>> start

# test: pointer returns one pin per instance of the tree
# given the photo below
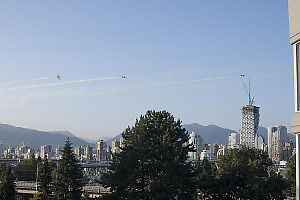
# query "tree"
(291, 176)
(68, 178)
(153, 162)
(244, 174)
(205, 179)
(7, 185)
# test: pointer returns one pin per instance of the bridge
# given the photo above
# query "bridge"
(28, 187)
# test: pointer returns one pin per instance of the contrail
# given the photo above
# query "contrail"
(58, 84)
(140, 86)
(24, 81)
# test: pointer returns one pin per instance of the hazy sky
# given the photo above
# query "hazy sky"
(182, 56)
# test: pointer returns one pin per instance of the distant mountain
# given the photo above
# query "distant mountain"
(211, 133)
(12, 136)
(108, 141)
(214, 134)
(66, 133)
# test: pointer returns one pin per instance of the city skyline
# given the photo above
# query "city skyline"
(168, 51)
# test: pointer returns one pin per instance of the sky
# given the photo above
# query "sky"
(185, 57)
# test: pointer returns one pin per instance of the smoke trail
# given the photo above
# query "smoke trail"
(24, 81)
(58, 84)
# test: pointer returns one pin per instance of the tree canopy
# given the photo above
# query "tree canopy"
(153, 162)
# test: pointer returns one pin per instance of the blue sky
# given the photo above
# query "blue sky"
(160, 46)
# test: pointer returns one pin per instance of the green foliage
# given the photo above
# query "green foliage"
(68, 178)
(26, 170)
(153, 163)
(291, 176)
(7, 184)
(244, 174)
(205, 179)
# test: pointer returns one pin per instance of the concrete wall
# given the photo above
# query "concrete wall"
(294, 16)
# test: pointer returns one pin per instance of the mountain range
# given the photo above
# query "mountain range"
(12, 136)
(214, 134)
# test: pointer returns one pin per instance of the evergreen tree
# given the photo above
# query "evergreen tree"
(244, 174)
(153, 163)
(7, 186)
(68, 178)
(205, 179)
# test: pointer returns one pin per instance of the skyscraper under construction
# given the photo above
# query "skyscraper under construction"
(250, 121)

>> end

> **PROBLEM DETAILS**
Rewrite all of the items above with "pin" changed to "marker" and nothing else altered. Leave the pictures out of your answer.

> **CORRECT RESULT**
# test: pointer returns one marker per instance of the tree
# given the photo below
# query "tree"
(291, 176)
(68, 178)
(153, 162)
(244, 174)
(205, 179)
(7, 185)
# test: pointer returns one marker per instance of the bridge
# given the photo above
# query "bridge"
(28, 187)
# test: pointer returns one marker per instance of the contrail
# given the photo above
# query "contrail"
(58, 84)
(140, 86)
(24, 81)
# test: pointer returns one marker per instance of the hazy sky
# given the photo above
# query "hazy sky"
(182, 56)
# test: pointer returns one marker per instance of the distant mountain
# given the photo above
# query "distant mountain"
(211, 133)
(12, 136)
(108, 141)
(214, 134)
(66, 133)
# test: pointer returns one marker per instance of the city skyline
# given the photo above
# query "city skyline"
(168, 51)
# test: pointer returns one marker per instance of the sky
# given the photo above
# query "sky"
(185, 57)
# test: pointer returns one marker per instance of the smoke trail
# given the photo above
# query "smoke trail"
(24, 81)
(58, 84)
# test: pointer returns one marker per instance of the tree canopy
# given the photo above
# query "tree canopy"
(153, 162)
# test: pointer returns one marker per instance of the blue sky
# given the photo above
# query "blue sky"
(160, 46)
# test: pointer returns one marker per instance of the green foliage
# given the photo above
# query "green foliage"
(68, 178)
(26, 170)
(153, 163)
(291, 176)
(7, 184)
(244, 174)
(205, 179)
# test: pointer returns one marker per instance of the concrete wall
# given the photo above
# query "concrete wall"
(294, 16)
# test: pointer returns one marker per instance of the mountain range
# given the photo above
# query "mountain range"
(12, 136)
(214, 134)
# test: pointer returns one marker per instance of the evergreen tree
# given the photo above
# query "evergreen tree"
(244, 174)
(153, 163)
(7, 186)
(68, 178)
(205, 179)
# test: pointer returns one marker per instance of the skyscraper under construction
# given the photo above
# query "skyscraper under construction"
(250, 121)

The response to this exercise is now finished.